Pointing dataset excerpts
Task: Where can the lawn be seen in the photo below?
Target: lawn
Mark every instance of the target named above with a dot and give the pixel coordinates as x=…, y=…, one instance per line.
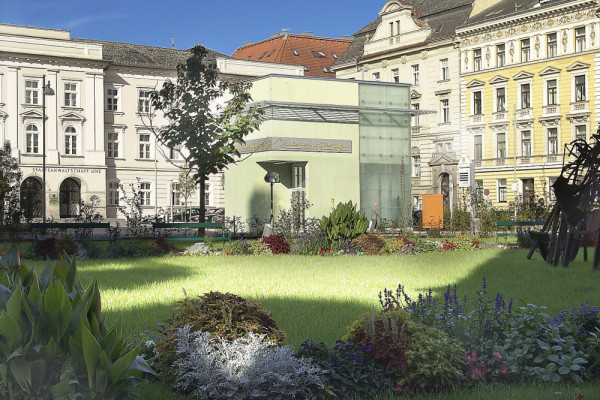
x=317, y=298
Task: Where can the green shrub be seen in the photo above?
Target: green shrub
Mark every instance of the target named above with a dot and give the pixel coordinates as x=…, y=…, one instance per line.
x=417, y=357
x=236, y=247
x=246, y=368
x=277, y=244
x=53, y=340
x=65, y=245
x=349, y=370
x=369, y=244
x=402, y=246
x=533, y=348
x=345, y=223
x=309, y=243
x=464, y=242
x=223, y=315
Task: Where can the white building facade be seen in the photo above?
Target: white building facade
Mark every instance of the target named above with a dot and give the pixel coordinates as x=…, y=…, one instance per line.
x=98, y=132
x=414, y=43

### [WHAT IS NEEDED]
Write out all of the entries above again, substituting "bush" for "green shrub" wherever it occurs and changing nothing else. Leave the pictures out.

### [RIGHT ANSWER]
Task: Where can the lawn be seen in the photo below?
Target: lawn
Mark every instance of the target named above with a dot and give the pixel coordinates as x=…, y=…, one instance per line.
x=317, y=298
Task: Where can the bush be seen in the photo above?
Target: bush
Mark every instance of the target named above with a dot and give the pixel coordinates as x=…, y=…, one instance per line.
x=417, y=357
x=236, y=247
x=246, y=368
x=277, y=244
x=53, y=340
x=65, y=245
x=349, y=370
x=369, y=244
x=402, y=246
x=533, y=348
x=345, y=223
x=309, y=243
x=464, y=242
x=223, y=315
Task: Where can the white building facade be seen in the photo above?
Target: white building facade
Mark every instance of the target named above with a dot and give the pixel coordinates as x=…, y=…, one instance per line.
x=98, y=132
x=414, y=43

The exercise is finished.